--- start of STORED RECORDS ---

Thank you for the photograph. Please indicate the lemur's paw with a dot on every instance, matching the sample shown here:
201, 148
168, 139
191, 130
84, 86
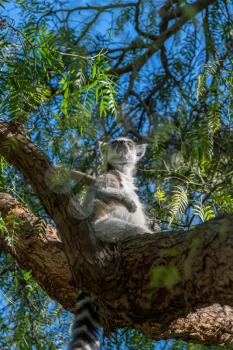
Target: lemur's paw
132, 207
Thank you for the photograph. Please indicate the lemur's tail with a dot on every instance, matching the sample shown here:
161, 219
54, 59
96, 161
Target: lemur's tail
86, 327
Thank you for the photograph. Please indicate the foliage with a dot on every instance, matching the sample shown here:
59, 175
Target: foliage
59, 81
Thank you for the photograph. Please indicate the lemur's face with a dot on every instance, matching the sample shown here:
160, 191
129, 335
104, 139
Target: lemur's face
123, 151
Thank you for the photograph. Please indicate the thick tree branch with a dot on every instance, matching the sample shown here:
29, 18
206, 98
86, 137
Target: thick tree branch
127, 277
35, 246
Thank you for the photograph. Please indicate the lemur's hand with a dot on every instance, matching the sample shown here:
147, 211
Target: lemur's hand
130, 205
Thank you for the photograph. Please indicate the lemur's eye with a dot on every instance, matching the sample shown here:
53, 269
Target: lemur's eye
129, 143
114, 142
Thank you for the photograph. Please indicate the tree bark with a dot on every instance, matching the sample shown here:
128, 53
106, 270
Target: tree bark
35, 246
169, 284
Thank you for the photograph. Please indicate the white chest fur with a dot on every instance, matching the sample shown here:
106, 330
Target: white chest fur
137, 218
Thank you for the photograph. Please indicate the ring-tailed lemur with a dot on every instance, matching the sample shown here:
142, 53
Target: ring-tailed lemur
115, 209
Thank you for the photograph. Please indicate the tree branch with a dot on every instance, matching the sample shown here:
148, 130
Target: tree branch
35, 246
128, 276
188, 12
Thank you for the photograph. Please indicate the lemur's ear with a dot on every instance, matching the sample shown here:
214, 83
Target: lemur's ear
102, 147
140, 150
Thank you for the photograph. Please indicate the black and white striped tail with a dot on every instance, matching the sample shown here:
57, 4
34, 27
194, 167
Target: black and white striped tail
86, 326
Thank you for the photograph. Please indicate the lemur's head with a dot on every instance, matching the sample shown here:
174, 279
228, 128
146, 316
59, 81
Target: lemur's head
123, 154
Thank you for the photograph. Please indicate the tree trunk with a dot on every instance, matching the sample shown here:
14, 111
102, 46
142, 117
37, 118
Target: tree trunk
169, 284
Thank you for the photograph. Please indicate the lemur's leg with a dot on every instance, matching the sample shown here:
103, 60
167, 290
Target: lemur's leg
120, 196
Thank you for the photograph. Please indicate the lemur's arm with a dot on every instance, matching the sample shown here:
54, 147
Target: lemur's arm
118, 195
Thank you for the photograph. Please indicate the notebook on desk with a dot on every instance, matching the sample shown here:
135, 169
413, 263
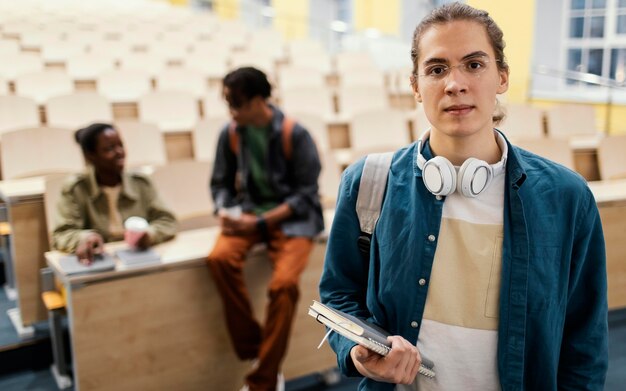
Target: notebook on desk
70, 265
131, 258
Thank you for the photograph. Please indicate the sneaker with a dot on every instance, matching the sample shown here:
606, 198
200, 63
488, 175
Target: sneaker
280, 384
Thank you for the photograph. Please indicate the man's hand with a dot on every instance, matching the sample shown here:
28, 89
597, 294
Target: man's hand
400, 366
89, 246
245, 225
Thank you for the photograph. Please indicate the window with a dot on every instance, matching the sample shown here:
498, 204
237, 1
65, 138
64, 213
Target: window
596, 38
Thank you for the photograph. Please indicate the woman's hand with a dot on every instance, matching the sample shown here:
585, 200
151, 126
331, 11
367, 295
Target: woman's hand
400, 366
89, 246
244, 225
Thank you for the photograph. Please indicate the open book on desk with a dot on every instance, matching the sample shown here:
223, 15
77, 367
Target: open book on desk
70, 265
360, 331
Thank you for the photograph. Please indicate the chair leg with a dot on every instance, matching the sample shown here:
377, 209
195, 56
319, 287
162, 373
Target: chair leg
59, 367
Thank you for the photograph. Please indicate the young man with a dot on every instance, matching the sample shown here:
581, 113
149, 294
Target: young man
487, 259
266, 167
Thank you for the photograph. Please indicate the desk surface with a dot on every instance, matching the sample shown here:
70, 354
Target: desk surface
15, 190
609, 191
189, 247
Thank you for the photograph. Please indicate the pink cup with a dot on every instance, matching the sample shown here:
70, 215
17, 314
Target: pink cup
136, 228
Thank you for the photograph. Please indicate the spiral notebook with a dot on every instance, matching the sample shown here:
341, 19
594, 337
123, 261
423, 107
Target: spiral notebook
70, 265
360, 331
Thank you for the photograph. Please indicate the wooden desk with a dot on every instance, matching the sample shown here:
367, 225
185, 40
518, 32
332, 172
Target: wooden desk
162, 326
29, 241
611, 199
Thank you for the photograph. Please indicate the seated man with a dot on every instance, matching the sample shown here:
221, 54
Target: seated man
266, 168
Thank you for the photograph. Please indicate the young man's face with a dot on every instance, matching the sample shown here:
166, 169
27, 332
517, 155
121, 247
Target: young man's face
243, 111
458, 78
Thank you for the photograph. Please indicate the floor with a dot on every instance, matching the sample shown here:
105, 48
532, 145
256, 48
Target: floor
35, 375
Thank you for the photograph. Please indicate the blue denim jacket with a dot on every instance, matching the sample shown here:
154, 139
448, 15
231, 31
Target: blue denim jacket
553, 331
294, 180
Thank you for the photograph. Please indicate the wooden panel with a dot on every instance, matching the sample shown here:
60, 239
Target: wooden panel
30, 241
338, 135
614, 226
586, 163
178, 146
125, 111
166, 330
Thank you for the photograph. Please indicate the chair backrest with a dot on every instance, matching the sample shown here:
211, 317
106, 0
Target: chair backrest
20, 63
17, 112
420, 122
184, 187
294, 77
329, 179
171, 111
350, 61
555, 149
259, 60
152, 63
321, 61
60, 51
143, 143
39, 151
123, 85
212, 66
363, 77
355, 99
182, 79
88, 66
379, 130
53, 186
213, 105
612, 157
317, 127
205, 136
314, 100
43, 85
79, 109
523, 122
565, 120
9, 47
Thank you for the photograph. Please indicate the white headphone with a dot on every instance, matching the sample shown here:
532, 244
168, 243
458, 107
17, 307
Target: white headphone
441, 177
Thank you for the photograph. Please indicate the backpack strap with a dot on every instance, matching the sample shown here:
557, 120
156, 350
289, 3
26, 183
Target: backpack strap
371, 191
287, 131
288, 124
233, 137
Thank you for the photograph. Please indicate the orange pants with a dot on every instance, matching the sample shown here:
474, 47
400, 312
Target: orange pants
267, 343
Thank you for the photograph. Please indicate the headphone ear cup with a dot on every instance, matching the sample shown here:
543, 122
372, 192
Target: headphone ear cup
475, 175
439, 176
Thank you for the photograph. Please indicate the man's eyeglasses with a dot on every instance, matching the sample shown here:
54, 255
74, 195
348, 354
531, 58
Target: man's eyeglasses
472, 67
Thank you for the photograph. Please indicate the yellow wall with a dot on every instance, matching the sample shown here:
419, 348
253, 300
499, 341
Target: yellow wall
378, 14
226, 9
292, 18
516, 19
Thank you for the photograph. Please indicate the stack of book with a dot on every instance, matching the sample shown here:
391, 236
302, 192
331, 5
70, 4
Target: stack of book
360, 331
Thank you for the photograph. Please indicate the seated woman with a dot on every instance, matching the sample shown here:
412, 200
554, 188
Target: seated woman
94, 205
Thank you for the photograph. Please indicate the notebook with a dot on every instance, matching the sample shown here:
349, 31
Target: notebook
70, 265
131, 257
360, 331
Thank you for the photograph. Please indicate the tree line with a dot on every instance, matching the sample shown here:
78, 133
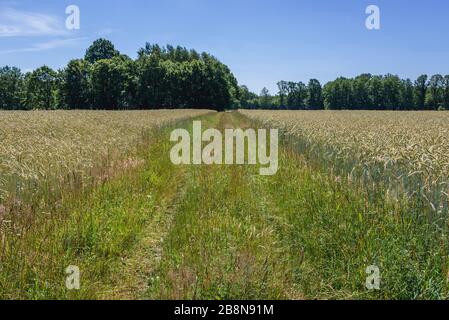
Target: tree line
174, 77
364, 92
160, 77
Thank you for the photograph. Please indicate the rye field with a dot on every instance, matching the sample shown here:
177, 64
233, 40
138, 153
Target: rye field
356, 191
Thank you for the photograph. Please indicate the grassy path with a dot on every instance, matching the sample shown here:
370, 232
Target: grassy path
222, 243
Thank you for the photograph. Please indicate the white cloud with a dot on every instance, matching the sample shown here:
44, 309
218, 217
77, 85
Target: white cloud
15, 23
53, 44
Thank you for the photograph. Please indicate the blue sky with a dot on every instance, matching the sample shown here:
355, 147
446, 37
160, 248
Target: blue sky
263, 41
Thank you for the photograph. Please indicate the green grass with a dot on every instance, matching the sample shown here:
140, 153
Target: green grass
159, 231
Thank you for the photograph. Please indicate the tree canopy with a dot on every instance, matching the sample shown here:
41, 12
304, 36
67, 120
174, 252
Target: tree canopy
175, 77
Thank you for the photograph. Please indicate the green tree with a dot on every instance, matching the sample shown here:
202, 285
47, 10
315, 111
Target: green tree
11, 87
421, 92
265, 99
315, 95
100, 49
112, 82
435, 94
76, 85
41, 85
407, 95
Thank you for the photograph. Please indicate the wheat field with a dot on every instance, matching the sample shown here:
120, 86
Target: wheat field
43, 147
406, 152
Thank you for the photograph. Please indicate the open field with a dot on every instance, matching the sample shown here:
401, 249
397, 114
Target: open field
351, 192
43, 148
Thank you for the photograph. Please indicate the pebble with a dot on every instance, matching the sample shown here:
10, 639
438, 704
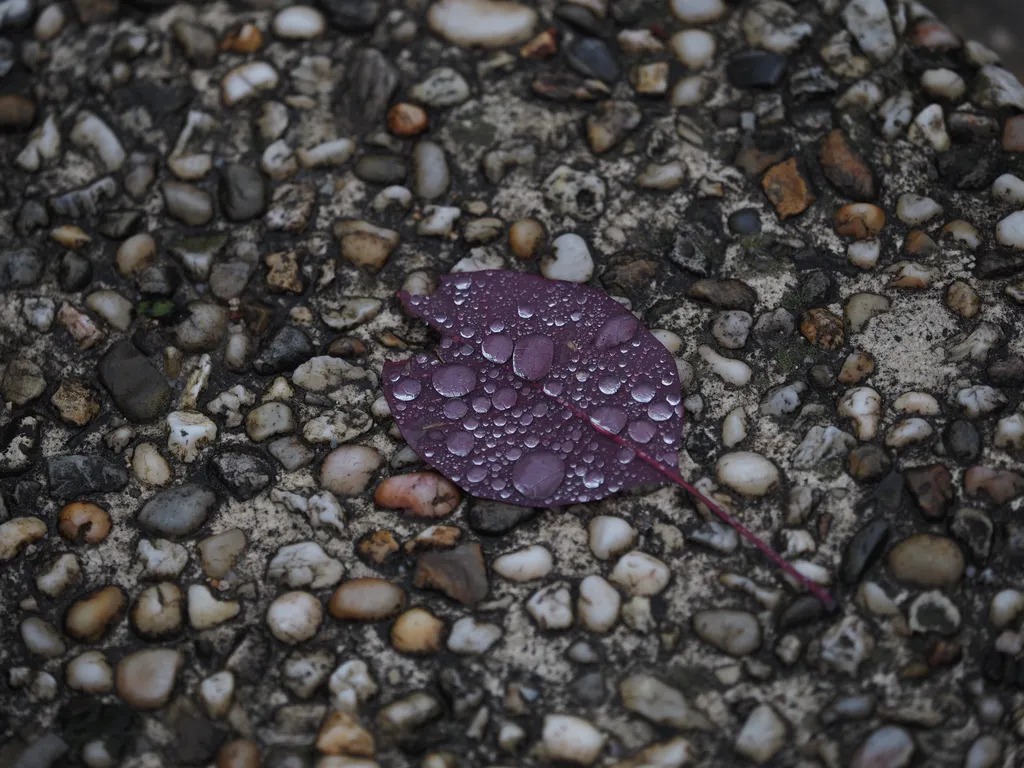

--- end of STORED RECORDS ---

**GIVEN INSTRUCTION**
Return each line of the material above that contains the word "spiral". Case counts.

**SOLUTION TO THE PROBLEM**
Thank you for the photograph. Please indicate the spiral notebook with a dot on every instance, matching the sample shown here:
Target: spiral notebook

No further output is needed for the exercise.